Tasks for this exercise:
[A] Render into Spanish this sentence from the super SBM excerpt: "Following Tone (2002), we built a super SBM model:"
[B] For each statement below, say yes or no according to the super SBM excerpt, and quote the words of the excerpt that settle it.
(i) Each prefecture-level city is treated as a decision making unit.
(ii) A smaller value of the target function indicates greater efficiency.
(iii) The super SBM model is built following Tone (2002).

Excerpted text:
---*---

First, take each prefecture-level city as a decision making unit (DMU) and assume that each DMU has as inputs $x=\left(x_1,\dots ,x_a\right)\in R_{+}^a$ and produces b expected $y=\left(y_1,\dots ,y_b\right)\in R_{+}^b$ and c undesired outputs $u=\left(u_1,\dots ,u_c\right)\in R_{+}^c$. The input and output of the jth city at time t can be expressed as $u=\left(u_1,\dots ,u_c\right)\in R_{+}^c$, then a production possibility set for green technology advances is constructed:

$$P^t\left(x^t\right)=\left\{\left(y^t,u^t\right)|{\overline{x}}_{ja}^t\ge {\displaystyle \sum }_{j=1}^J{\lambda }_j^t{x}_{ja}^t,{\overline{y}}_{jb}^t\le {\displaystyle \sum }_{j=1}^J{\lambda }_j^t{y}_{jb}^t,{\overline{u}}_{jc}^t\ge {\displaystyle \sum }_{j=1}^J{\lambda }_j^t{u}_{jc}^t,{\lambda }_j^t\ge 0,\forall a,b,c\right\}$$

(1)

Following Tone (2002), we built a super SBM model:

$$\begin{gathered} {\rho }^{*}=min\frac{\frac{1}{a}{{\displaystyle \sum }}_{i=1}^a\frac{{\overline{x}}_i}{x_{i0}}}{\frac{1}{b+c}\left({{\displaystyle \sum }}_{m=1}^b\frac{{\overline{y}}_m}{y_{m0}}+{{\displaystyle \sum }}_{n=1}^c\frac{{\overline{u}}_n}{u_{n0}}\right)} \\ s.t.=\{\begin{array}{c}\begin{array}{c}\overline{x}\ge {{\displaystyle \sum }}_{j=1,\ne 0}^J{\lambda }_j{x}_j,\\ \overline{y}\ge {{\displaystyle \sum }}_{j=1,\ne 0}^J{\lambda }_j{y}_j,\end{array}\\ \begin{array}{c}\overline{u}\ge {{\displaystyle \sum }}_{j=1,\ne 0}^J{\lambda }_j{u}_j,\\ \overline{x}\ge x_0,\overline{y}\ge y_0,\overline{u}\ge u_0,\overline{y}\ge 0,{\lambda }_j\ge 0\end{array}\end{array} \end{gathered}$$

(2)

where $\overline{x}$, $\overline{y}$, and $\overline{u}$ are the slack variables of input, output, and unexpected output, respectively; ${\lambda }_j$ is the weight vector; and ${\rho }^{*}$ is the target function, a larger value of which means greater efficiency.

---*---

Data records:
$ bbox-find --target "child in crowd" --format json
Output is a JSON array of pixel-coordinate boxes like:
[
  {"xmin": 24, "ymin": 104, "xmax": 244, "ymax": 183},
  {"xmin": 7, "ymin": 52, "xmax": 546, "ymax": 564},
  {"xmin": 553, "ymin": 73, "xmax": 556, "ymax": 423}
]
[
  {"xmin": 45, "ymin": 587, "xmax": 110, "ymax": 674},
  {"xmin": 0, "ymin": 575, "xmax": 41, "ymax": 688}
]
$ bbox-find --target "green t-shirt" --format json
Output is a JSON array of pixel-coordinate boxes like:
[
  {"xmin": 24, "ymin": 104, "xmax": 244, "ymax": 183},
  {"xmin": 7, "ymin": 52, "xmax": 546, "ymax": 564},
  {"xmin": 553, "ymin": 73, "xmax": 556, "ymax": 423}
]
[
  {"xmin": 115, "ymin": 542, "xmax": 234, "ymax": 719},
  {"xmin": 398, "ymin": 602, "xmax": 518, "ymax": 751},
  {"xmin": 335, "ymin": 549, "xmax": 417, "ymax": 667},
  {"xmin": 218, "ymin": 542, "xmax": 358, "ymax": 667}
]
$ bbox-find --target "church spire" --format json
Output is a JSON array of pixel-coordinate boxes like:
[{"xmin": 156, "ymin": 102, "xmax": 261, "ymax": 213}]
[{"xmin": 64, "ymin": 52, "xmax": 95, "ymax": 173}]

---*---

Task-by-task results:
[A] Siguiendo a Tone (2002), construimos un modelo super SBM:

[B]
(i) Yes: "take each prefecture-level city as a decision making unit (DMU)"
(ii) No: "a larger value of which means greater efficiency"
(iii) Yes: "Following Tone (2002), we built a super SBM model"